----- Extract to read -----
I had to do more of this than I had hoped.  It turns out that the version of the Note II with 64GB internal memory, mentioned on the Samsung web site at the product's introduction and still touted there to this very day doesn't actually exist.  Samsung says so and Verizon says so.  Disappointed as I was and remain, I'm still a lot happier with the 32GB extra storage, and I shall just have to cope.  Eventually, perhaps, the 64GB unit will appear, probably right after my 14-day return privilege expires.  In my pruning, I made sure I had Appaloosa and left off Ambergris.  At the other end, I've got some Zappa but no Zarkons.  Long before I've had a chance to listen to all the music that I did manage to fit, they'll have a product with more memory and I won't have to ditch any New Potato Caboose.

The Music Player

So, how about a review of the music player?  It works!  You plug in the earphones and listen to the music.  I'm not used to the controls and settings yet, but I have little doubt that I will become so before too long and be content with the Note II as a music player, if not entirely so as a keeper of the library.

The Camera

What about the camera?  It works, too.  From the Motorola Q (appalling) to the Storm (OK-ish) to the Droid X (pretty good) to the Note II (even better), I've gotten less and less unhappy with the quality of cellphone photos.  Every few years I upgrade my real camera, too, and there's no comparison between the photographic quality between categories.  There's just so much resolution and quality you can get with a tiny cellphone lens.  On the other hand, the modes, capabilities, and features of the Note II are pretty stunning.  Here, for example, is a panorama.  I took this picture today, just a few minutes ago.  it's the first panorama I ever captured*, and was able to use the on-screen setup without referring to the manual.
----- Extracted data -----
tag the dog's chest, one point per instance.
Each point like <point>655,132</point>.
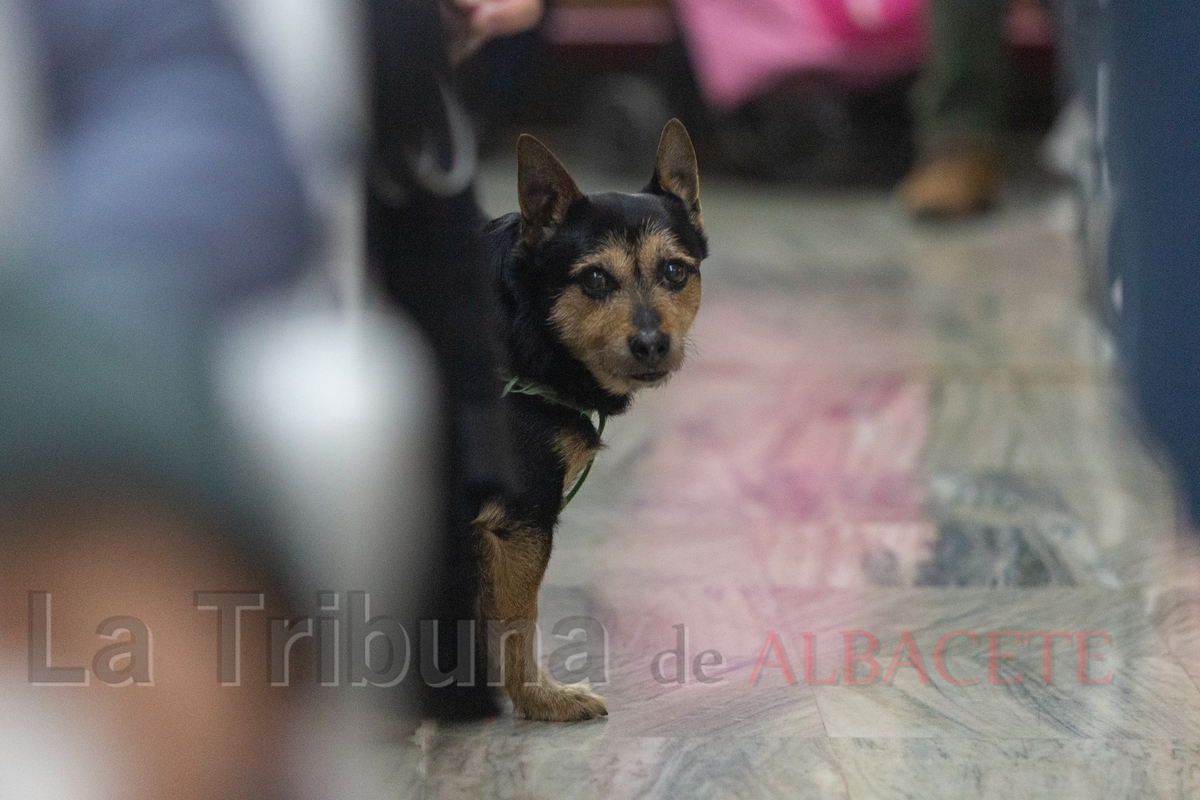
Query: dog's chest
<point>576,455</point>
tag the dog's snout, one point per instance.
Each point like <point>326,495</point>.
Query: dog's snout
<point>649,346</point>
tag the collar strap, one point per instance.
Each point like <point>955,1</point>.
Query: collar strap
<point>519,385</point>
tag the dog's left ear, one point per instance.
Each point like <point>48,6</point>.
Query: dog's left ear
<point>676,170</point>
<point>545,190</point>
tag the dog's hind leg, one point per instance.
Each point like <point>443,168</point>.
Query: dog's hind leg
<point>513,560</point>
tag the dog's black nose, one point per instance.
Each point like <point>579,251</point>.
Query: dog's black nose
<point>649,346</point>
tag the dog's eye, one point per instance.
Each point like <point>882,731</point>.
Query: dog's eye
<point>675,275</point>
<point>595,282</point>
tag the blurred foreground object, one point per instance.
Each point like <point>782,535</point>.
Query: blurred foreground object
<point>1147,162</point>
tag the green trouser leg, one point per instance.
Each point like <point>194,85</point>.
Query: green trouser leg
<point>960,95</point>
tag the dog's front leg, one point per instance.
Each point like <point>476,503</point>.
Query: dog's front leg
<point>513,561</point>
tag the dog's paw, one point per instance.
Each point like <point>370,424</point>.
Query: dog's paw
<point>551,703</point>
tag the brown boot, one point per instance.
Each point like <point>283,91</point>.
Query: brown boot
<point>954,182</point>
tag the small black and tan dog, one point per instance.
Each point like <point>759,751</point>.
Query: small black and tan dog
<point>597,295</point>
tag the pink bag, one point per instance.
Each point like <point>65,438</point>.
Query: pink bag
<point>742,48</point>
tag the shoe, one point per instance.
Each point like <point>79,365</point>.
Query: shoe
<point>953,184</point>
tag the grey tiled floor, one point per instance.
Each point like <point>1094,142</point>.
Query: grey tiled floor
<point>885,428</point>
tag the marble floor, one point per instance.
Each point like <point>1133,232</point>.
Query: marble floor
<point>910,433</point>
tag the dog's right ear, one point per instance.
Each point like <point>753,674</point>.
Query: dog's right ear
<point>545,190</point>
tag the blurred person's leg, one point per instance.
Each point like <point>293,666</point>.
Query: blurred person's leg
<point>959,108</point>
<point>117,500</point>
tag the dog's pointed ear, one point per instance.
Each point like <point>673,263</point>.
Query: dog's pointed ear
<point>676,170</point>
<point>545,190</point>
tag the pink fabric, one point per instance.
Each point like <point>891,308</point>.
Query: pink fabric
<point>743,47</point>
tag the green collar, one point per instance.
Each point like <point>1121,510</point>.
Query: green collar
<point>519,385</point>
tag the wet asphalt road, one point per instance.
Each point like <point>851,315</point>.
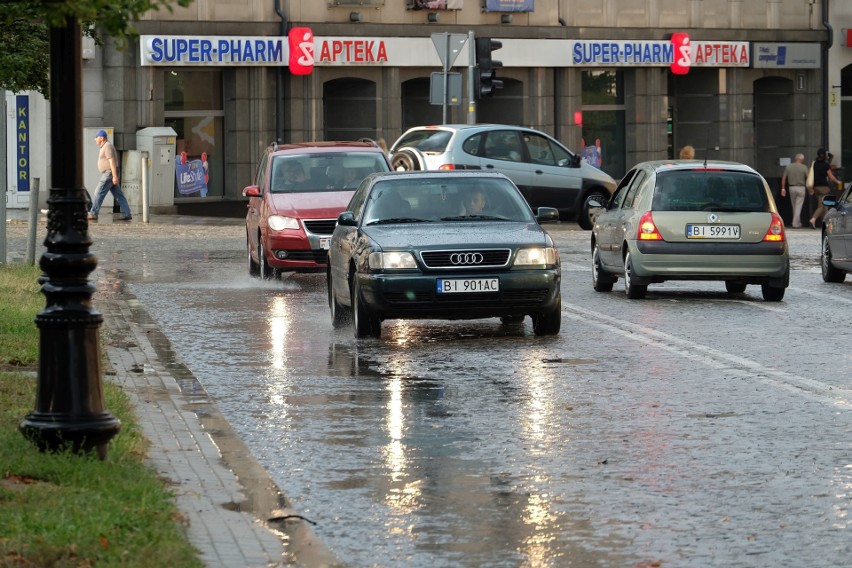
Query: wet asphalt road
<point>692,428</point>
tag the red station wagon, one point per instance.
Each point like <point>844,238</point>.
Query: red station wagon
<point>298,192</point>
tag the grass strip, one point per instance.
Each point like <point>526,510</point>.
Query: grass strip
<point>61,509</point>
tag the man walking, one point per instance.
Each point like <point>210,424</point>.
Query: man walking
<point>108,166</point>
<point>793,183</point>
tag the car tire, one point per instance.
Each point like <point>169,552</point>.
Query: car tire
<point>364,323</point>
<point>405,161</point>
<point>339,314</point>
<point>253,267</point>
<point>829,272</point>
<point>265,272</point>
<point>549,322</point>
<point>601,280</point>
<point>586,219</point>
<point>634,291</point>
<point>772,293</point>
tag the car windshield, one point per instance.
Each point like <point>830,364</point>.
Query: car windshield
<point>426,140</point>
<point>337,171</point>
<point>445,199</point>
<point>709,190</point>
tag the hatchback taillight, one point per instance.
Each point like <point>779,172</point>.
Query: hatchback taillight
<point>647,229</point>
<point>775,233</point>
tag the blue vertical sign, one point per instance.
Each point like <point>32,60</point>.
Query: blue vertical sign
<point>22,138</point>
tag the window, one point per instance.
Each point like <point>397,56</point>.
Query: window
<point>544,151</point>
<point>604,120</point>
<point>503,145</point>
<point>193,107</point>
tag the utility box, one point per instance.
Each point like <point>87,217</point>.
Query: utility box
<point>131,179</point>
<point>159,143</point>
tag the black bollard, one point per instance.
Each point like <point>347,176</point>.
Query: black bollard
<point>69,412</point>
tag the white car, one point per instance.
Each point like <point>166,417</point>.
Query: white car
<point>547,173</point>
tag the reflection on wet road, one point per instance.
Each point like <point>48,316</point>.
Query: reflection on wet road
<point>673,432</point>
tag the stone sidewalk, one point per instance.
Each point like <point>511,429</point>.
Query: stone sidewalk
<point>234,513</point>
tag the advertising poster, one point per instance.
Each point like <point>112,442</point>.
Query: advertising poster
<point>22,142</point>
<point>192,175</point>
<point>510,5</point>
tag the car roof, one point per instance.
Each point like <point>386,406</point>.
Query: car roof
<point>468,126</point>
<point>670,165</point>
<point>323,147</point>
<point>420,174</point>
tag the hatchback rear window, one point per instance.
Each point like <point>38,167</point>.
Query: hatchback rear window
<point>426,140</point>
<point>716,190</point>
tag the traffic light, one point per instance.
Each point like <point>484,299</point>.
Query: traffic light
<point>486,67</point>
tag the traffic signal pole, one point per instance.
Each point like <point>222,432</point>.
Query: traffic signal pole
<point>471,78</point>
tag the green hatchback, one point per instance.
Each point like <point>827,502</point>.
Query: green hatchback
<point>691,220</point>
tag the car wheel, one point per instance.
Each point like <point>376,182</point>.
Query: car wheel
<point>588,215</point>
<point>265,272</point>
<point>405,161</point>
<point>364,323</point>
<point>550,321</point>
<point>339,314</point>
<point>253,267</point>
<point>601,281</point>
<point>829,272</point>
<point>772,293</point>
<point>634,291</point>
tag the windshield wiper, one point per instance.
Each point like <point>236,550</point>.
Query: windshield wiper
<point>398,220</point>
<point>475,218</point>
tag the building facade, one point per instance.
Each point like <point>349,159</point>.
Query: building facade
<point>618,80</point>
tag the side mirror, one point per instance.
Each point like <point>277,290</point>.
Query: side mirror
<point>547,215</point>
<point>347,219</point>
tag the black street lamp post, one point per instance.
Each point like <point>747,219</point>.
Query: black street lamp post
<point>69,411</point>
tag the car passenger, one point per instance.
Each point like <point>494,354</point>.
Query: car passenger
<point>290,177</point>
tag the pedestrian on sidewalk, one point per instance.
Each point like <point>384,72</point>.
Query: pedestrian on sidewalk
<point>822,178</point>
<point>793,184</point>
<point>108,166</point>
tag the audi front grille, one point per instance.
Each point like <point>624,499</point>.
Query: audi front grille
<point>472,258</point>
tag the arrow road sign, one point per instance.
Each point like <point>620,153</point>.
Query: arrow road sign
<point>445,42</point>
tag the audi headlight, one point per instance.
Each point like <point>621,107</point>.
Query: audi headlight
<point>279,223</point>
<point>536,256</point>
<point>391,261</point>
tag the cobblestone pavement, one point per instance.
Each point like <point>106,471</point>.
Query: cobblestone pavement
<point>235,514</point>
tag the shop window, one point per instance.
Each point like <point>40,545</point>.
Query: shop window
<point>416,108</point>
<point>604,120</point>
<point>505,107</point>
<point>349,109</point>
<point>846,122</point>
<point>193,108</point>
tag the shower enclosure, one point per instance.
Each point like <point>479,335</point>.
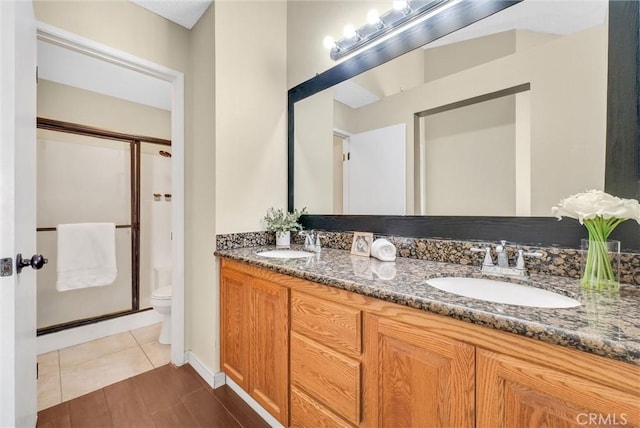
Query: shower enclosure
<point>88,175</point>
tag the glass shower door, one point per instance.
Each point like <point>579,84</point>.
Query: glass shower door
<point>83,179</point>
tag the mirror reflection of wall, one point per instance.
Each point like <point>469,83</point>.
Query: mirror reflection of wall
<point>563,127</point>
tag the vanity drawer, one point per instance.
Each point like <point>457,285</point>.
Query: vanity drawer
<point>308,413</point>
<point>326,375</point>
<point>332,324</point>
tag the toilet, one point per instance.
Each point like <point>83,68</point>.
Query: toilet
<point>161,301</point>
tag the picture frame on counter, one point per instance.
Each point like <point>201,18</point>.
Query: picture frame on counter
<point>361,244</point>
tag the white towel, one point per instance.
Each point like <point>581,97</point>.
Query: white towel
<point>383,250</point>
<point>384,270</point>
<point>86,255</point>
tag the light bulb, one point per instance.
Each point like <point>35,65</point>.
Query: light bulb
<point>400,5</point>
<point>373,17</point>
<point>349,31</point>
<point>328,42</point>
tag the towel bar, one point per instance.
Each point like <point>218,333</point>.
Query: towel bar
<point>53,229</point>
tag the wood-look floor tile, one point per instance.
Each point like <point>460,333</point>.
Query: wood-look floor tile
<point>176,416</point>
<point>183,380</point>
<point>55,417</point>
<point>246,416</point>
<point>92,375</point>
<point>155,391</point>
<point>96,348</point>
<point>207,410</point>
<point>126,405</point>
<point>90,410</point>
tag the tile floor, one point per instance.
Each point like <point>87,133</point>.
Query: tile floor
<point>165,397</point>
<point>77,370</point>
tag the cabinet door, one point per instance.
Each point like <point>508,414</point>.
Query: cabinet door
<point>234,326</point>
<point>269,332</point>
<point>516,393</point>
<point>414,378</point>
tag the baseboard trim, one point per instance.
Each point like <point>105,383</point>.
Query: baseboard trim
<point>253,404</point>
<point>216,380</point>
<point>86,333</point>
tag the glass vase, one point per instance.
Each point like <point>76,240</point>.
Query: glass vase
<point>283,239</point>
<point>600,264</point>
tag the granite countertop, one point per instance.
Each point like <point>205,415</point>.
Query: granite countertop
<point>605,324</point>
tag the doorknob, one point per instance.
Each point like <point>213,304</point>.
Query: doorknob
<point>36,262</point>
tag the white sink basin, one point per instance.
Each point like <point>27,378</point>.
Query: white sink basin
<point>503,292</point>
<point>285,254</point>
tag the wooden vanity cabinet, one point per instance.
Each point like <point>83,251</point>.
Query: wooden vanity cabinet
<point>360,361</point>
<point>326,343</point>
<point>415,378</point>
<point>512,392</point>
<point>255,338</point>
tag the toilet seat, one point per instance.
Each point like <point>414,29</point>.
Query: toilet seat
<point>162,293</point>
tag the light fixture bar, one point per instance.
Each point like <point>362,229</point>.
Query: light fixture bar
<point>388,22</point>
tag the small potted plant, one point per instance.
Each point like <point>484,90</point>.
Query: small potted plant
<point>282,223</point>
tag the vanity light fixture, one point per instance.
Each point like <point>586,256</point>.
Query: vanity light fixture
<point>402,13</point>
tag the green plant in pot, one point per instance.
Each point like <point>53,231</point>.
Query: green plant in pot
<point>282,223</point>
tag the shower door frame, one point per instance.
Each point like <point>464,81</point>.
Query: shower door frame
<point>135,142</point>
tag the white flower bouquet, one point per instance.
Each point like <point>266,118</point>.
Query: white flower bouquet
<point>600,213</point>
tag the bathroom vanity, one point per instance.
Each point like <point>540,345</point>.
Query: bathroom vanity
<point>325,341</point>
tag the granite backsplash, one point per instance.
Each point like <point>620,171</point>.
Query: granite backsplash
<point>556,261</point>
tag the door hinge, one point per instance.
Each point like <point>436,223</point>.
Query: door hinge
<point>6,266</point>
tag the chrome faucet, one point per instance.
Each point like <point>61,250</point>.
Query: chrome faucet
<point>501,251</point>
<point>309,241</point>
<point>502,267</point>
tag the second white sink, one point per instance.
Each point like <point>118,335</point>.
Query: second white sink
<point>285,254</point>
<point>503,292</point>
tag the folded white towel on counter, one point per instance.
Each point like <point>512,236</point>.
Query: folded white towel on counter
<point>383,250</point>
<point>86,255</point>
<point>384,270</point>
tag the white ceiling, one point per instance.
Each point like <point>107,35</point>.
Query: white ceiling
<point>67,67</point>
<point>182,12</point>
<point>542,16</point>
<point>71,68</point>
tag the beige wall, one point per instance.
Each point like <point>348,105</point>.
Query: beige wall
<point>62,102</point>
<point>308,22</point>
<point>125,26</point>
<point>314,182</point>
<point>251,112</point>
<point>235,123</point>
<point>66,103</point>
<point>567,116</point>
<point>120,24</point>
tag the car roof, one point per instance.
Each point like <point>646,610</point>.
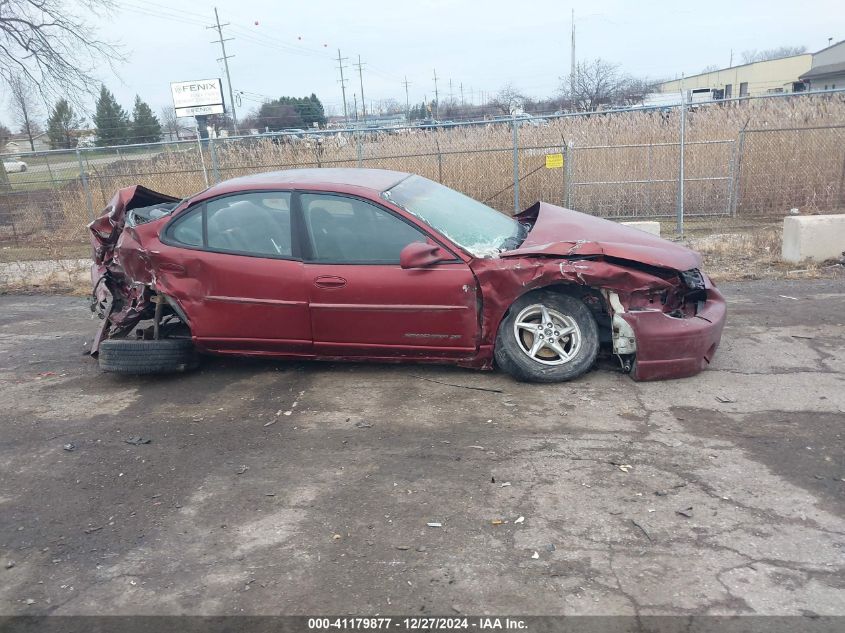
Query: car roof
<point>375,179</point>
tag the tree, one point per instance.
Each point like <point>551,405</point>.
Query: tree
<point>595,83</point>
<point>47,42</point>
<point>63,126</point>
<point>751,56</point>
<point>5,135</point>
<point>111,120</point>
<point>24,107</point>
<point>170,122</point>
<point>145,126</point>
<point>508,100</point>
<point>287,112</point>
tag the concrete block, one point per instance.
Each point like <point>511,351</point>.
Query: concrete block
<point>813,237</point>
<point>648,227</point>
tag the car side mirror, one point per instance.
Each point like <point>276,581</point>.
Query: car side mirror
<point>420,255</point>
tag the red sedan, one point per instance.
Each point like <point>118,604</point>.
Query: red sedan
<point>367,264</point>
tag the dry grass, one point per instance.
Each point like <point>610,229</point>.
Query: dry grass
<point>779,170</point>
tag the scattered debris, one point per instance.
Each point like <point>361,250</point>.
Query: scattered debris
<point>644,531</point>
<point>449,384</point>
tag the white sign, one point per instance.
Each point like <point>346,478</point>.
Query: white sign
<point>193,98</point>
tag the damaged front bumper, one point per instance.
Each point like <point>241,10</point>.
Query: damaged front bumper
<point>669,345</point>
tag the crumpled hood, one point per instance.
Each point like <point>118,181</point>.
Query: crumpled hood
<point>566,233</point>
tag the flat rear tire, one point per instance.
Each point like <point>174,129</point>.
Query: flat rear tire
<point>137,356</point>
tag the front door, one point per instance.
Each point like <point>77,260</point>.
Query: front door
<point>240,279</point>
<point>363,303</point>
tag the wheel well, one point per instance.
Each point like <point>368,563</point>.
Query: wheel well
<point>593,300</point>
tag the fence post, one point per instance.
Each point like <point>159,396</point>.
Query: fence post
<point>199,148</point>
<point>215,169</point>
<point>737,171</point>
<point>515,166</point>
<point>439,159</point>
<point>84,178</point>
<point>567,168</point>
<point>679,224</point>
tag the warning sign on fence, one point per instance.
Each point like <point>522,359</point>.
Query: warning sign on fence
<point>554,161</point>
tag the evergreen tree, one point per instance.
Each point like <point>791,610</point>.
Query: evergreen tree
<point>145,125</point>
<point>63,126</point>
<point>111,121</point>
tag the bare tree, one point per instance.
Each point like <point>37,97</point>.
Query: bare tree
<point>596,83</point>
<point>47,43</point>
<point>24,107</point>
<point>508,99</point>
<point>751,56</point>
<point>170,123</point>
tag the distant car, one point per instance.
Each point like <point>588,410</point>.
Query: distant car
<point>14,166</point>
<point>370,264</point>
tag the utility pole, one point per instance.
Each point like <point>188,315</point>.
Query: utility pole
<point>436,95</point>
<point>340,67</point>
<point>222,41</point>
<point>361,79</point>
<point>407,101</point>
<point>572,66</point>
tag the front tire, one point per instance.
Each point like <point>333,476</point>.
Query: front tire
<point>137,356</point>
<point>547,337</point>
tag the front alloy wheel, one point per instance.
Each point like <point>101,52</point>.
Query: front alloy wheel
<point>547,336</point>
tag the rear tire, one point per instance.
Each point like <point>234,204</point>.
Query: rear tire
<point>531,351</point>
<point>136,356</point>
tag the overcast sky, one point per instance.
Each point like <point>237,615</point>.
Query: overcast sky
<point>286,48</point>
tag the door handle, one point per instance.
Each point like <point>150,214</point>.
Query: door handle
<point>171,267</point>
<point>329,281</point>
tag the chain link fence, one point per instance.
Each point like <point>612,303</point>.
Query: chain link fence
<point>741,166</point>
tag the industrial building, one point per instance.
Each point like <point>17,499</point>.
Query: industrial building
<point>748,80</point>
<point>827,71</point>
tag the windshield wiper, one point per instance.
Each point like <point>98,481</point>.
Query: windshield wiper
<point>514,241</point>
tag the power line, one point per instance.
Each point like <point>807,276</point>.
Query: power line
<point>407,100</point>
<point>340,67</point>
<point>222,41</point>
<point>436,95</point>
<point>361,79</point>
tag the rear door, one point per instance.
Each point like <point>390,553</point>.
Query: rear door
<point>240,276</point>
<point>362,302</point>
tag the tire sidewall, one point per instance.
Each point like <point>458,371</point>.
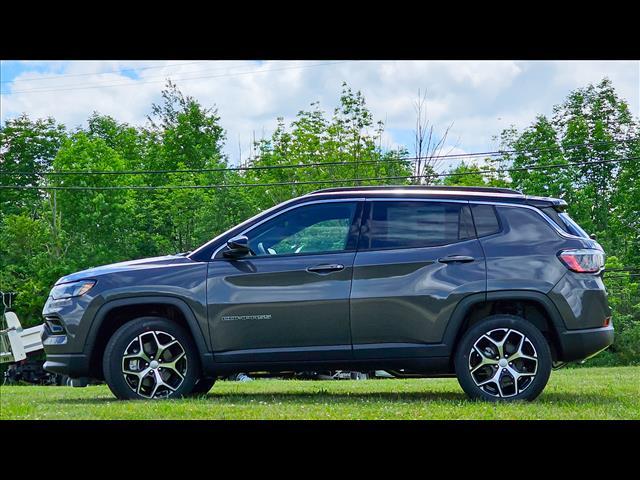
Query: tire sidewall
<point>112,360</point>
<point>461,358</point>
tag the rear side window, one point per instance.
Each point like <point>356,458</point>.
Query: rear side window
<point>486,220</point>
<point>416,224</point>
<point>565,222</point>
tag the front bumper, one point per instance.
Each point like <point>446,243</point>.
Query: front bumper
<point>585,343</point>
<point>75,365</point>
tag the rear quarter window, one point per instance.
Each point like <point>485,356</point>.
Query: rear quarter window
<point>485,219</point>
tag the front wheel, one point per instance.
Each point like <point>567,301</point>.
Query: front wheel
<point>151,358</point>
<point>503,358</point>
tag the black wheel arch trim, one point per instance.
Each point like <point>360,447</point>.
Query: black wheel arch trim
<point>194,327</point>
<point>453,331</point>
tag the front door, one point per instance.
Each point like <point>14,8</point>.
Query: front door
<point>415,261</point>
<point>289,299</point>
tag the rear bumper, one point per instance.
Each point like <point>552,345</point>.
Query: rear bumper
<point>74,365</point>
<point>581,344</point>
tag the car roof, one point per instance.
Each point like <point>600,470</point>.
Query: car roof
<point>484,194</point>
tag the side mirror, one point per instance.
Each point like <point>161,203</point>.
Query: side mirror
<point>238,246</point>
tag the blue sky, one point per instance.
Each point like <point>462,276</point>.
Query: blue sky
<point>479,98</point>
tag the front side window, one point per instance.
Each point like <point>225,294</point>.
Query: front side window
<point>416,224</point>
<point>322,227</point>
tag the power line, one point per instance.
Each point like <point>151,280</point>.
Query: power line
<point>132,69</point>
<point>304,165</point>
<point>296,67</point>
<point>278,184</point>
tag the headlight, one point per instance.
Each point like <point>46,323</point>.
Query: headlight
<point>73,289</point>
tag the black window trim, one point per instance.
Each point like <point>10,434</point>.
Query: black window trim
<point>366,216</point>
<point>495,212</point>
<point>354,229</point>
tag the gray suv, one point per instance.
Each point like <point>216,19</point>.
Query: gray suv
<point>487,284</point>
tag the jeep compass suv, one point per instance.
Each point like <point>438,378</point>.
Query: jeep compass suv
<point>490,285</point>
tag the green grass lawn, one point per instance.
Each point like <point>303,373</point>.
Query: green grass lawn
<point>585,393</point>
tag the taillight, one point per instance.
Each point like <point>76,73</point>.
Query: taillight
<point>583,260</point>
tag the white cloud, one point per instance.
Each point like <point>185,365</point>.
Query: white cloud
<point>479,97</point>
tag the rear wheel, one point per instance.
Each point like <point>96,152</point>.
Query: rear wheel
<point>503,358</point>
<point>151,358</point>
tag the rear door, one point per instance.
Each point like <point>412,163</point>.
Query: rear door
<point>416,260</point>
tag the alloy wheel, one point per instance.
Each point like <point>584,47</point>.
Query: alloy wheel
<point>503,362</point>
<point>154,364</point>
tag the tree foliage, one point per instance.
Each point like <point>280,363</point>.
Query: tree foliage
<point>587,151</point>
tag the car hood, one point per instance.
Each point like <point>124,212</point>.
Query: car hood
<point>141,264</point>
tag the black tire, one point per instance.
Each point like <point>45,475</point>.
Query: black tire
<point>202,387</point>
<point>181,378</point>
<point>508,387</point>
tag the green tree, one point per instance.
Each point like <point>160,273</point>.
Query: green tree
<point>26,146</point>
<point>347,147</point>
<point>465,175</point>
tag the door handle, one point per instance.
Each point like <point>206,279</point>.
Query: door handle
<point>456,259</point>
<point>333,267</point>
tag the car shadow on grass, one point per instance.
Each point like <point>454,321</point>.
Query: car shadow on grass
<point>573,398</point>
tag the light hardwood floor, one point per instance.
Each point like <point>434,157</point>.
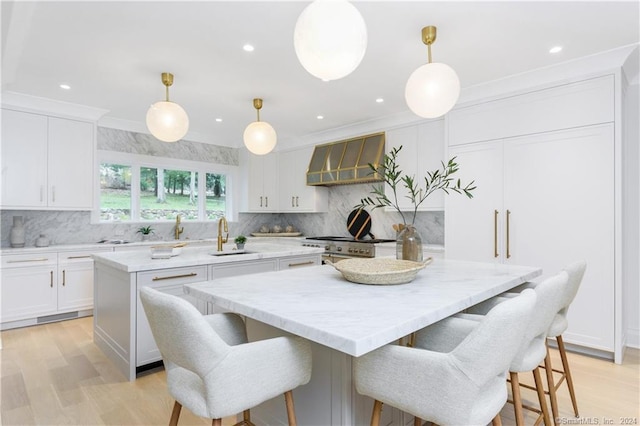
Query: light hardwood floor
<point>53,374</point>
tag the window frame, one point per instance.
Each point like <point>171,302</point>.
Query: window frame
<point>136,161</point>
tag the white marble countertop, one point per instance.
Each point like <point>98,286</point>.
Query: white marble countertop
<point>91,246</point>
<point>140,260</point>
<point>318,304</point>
-----
*Written instruction 1:*
Translate this sentence from the phone review into Spanish: "You plug in the earphones and listen to the music."
*Written instruction 2:*
According to the phone review, which version of the Note II does not actually exist?
*Written instruction 3:*
Pick up the phone review where it stops and keep writing it.
The material was drawn from a different source than the phone review.

*Written answer 1:*
Conectas los auriculares y escuchas la música.

*Written answer 2:*
The version with 64GB of internal memory.

*Written answer 3:*
Panorama photograph taken with the Samsung Galaxy Note II

Click on the photo to see it full-width.  You can stretch it across two large monitors!

Samsung has recently introduced an Android camera with a real lens.  I'm ready to be amazed at what that category will have become when it's time to upgrade my camera in a few years.

What's left?   I know.  It's a telephone.  Like all cellphones it sounds terrible and always will until the carriers start to use their data capability to provide toll quality instead of employing whatever gruesome compression algorithm is currently in use.  By now you've heard not just from me but even from overcommunicating young people that "nobody uses the telephone any more."   For once I was in the vanguard of that movement.  I think I've made one call on the Note II and don't really remember anything about it.

The Screen

Picrture of the Samsung Galaxy Note II next to the largish Droid X

The Note II next to the Droid X, already a fairly large cellphone.  Even a carefully positioned Droid can't fully eclipse just the screen of the Note.

Which brings us to the large screen.  This was the main cause of my Note II envy.  When I went to the local Chinese restaurant for take-out, I used to fetch with me the iPad for reading.  Last week, I left the iPad home and read a story on the Note II.  The restaurant was busyChristmas time and the wait was unusually long.  The "printing" on the Note II was bright, sharp, and easy to read.  When my food came, I just put the Note II in my pocket and didn't have to do the iPad dance at all.  I haven't yet read a full novel on the Note II, but I don't think it will pose any problem.  Just as the best camera is the one you have with you, so is the best e-reader.  WooHoo!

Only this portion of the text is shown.